» **EXERCISE DESCRIPTION**
The exercise asks for every line of the data to be reproduced exactly.

» **DATA SECTION**
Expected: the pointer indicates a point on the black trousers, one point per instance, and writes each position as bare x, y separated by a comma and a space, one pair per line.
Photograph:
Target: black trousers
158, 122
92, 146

» **SOLUTION FOR THIS TASK**
Expected: the pointer indicates a point on the black trousers, one point per instance, and writes each position as bare x, y separated by a comma and a space, one pair per line.
Photograph:
Target: black trousers
158, 122
92, 146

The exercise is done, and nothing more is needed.